══ Provided data
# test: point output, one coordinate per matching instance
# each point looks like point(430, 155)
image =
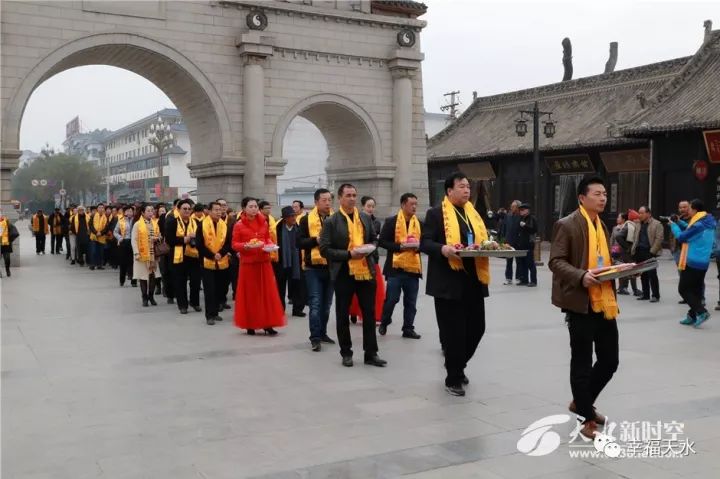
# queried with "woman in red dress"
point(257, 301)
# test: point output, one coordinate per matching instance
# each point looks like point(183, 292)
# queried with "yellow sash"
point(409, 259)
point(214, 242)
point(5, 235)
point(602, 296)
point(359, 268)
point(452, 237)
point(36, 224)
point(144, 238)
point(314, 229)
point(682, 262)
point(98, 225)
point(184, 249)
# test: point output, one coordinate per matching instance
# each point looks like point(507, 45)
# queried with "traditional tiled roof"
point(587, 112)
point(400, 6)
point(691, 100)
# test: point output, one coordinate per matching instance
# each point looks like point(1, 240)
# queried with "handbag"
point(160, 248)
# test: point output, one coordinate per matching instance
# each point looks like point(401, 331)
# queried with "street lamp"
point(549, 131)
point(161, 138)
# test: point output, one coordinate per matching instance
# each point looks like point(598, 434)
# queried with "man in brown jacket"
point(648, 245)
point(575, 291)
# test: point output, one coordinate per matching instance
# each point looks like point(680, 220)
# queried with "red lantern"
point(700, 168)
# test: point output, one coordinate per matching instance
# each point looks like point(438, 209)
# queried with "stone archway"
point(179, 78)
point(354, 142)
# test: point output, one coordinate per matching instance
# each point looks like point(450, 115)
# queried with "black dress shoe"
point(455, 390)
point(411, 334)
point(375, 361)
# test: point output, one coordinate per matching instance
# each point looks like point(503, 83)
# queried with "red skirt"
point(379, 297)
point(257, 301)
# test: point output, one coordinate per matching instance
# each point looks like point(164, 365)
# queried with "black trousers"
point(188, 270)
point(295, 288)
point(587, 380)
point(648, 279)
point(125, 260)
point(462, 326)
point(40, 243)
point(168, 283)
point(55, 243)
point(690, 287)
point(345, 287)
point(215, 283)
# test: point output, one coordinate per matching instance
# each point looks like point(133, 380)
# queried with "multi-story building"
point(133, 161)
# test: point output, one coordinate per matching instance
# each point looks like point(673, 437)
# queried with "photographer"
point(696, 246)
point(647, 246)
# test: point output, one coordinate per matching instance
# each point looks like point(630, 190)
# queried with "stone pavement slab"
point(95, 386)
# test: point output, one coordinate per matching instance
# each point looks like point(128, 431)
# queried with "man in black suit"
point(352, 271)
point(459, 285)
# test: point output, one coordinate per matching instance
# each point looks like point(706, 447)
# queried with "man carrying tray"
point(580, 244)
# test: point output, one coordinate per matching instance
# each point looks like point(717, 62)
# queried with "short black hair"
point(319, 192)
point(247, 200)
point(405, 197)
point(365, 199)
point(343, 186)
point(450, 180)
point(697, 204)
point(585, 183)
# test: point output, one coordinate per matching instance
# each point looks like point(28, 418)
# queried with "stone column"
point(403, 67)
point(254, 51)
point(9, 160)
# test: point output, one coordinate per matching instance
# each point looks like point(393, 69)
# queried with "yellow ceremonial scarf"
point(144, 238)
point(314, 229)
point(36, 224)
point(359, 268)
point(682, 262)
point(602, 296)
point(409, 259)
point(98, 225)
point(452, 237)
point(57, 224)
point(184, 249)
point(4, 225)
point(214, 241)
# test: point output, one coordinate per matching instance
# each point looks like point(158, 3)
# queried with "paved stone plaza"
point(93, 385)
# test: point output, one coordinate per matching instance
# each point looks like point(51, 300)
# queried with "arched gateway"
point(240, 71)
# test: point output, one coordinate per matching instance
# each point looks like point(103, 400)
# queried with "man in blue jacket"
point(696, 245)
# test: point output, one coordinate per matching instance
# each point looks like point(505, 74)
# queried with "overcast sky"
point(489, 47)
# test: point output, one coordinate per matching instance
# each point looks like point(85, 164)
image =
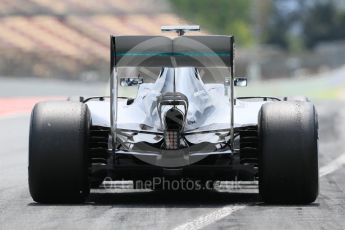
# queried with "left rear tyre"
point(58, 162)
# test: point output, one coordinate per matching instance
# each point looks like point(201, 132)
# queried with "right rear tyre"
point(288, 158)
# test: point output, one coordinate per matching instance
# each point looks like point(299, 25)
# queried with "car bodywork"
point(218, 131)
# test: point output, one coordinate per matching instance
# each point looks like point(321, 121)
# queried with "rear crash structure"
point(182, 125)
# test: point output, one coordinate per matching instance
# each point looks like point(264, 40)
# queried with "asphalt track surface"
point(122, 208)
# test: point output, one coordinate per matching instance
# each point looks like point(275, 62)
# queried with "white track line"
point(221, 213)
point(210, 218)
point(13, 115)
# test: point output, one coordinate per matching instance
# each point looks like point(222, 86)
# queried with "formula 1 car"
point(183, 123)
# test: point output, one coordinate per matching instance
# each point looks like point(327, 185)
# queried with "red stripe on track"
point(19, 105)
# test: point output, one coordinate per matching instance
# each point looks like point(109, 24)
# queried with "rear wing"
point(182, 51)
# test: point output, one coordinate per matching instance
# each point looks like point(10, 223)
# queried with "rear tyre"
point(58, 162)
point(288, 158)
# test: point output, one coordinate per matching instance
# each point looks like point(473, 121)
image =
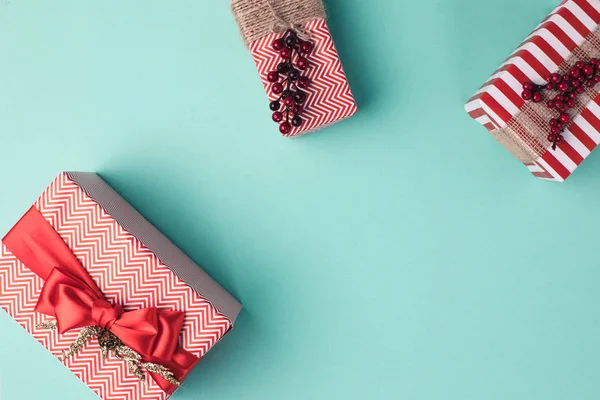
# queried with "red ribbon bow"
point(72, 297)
════
Objective:
Output every line of the data above with no changes, omitting the pictures.

Exercise answer:
# test: point output, one coordinate per matching instance
# each point looks like point(430, 155)
image =
# queried with "woman in red dress"
point(257, 301)
# test: point output, one coordinate per matching instance
# each point looks like point(183, 292)
# queried with "yellow sash"
point(409, 259)
point(214, 242)
point(5, 235)
point(602, 296)
point(359, 268)
point(452, 237)
point(36, 224)
point(144, 238)
point(314, 229)
point(682, 262)
point(98, 225)
point(184, 249)
# test: point output, one coordinate per matching instance
# each point looks like point(507, 45)
# queried with "traditional tiled roof"
point(587, 112)
point(400, 6)
point(691, 100)
# test: point output, one coordinate per matching instance
# each point looks like point(1, 240)
# queried with "handbag"
point(160, 248)
# test: point output, one coordinate per matching instance
# each point looks like point(401, 331)
# queried with "street lamp"
point(549, 131)
point(161, 138)
# test: point output, one coordinate per matching instance
# each point looks like point(598, 434)
# queried with "man in brown jacket"
point(648, 245)
point(575, 291)
# test: point output, one coordinate per matching instance
# each point looks like point(680, 220)
# queried with "red lantern"
point(700, 168)
# test: point output, one coordinate per matching instance
# each point looks like point(438, 209)
# queried with "stone archway"
point(179, 78)
point(354, 142)
# test: point output, one coordinate per matching instance
# each point looks like point(450, 115)
# queried with "black dress shoe"
point(455, 390)
point(411, 334)
point(375, 361)
# test: point output, one coordinate per matching instance
# each point looks like point(503, 83)
# queried with "red skirt"
point(379, 297)
point(257, 301)
# test: point output, one coordinate per matching instance
# each point looks like point(164, 365)
# queried with "black trousers"
point(188, 270)
point(295, 288)
point(587, 380)
point(648, 279)
point(125, 260)
point(462, 326)
point(40, 243)
point(168, 283)
point(55, 243)
point(690, 287)
point(345, 287)
point(215, 283)
# test: point output, one coordinate per matching instance
# each point looks like point(133, 380)
# queried with "multi-story building"
point(133, 161)
# test: point output, one coordinate per matching instance
# each point looks like point(673, 437)
# queried with "photographer"
point(696, 246)
point(647, 246)
# test: point output, one coordinate per matching instance
# each point looks like point(630, 190)
# queried with "stone pavement slab"
point(95, 386)
# test: point output, one coordinate per matching instance
# each point looks like point(128, 431)
# queried with "man in black suit"
point(352, 271)
point(459, 285)
# test: point output, one coordinate per matching instance
# each point looks like point(706, 447)
# queried with "man carrying tray"
point(580, 244)
# test: point output, one coordinate per matching instance
# each point looks like point(717, 62)
# queried with "short black hair"
point(319, 192)
point(247, 200)
point(405, 197)
point(365, 199)
point(343, 186)
point(450, 180)
point(697, 204)
point(585, 183)
# test: point output, one coordinate per matching instance
# each point looks like point(28, 418)
# queried with "stone column"
point(403, 67)
point(254, 51)
point(9, 160)
# test: point output, one coordinate per matching instance
# each point looks like point(393, 69)
# queried with "yellow ceremonial scarf"
point(144, 238)
point(314, 229)
point(36, 224)
point(359, 268)
point(682, 262)
point(602, 296)
point(409, 259)
point(98, 225)
point(452, 237)
point(57, 224)
point(184, 249)
point(4, 225)
point(214, 241)
# test: point output, one coordinate per matching instance
# each point looks like point(158, 3)
# queried with "paved stone plaza"
point(93, 385)
# test: point output, one coordinate per matching instance
# each point looks like point(51, 300)
# queried with "arched gateway"
point(240, 71)
# test: point output, one coordinate per matching instance
# each point looks like point(103, 400)
# queried with "man in blue jacket"
point(696, 245)
# test: point output, one coordinate per matching instance
# each point looks like point(505, 74)
# queried with "overcast sky"
point(489, 47)
# test: point output, one coordinate per matching instance
# each point looks like point(85, 164)
image =
# queried with "left rear tyre"
point(58, 162)
# test: point output, one coordinate per matching instance
# each point looks like point(201, 132)
# queried with "right rear tyre"
point(288, 158)
# test: point output, one coordinate per matching instance
# each point looks like point(299, 25)
# queried with "car bodywork"
point(218, 131)
# test: point output, one coordinate per matching instance
# each point looks like point(321, 121)
# queried with "rear crash structure"
point(182, 125)
# test: point output, one coordinate per matching instance
# each point looks like point(264, 40)
# queried with "asphalt track surface"
point(122, 208)
# test: point output, one coordinate per matching instance
# each point looks like point(275, 62)
# queried with "white track line"
point(221, 213)
point(210, 218)
point(13, 115)
# test: point output, one coordinate per matching instance
# each point looks like point(222, 86)
# queried with "formula 1 car"
point(183, 123)
# test: point output, one coordinate per matching instance
# each point looks like point(327, 185)
# queried with "red stripe on track"
point(19, 105)
# test: point output, one coordinate per matching instance
# each point looks like point(109, 24)
# queried with "rear wing"
point(182, 51)
# test: point output, one coordinate per matching instance
# each point looks like point(10, 223)
# queried with "rear tyre"
point(58, 162)
point(288, 158)
# test: point output, one coordinate per matching instance
# each point looks like point(473, 121)
image =
# queried with "red ribbon bow"
point(72, 297)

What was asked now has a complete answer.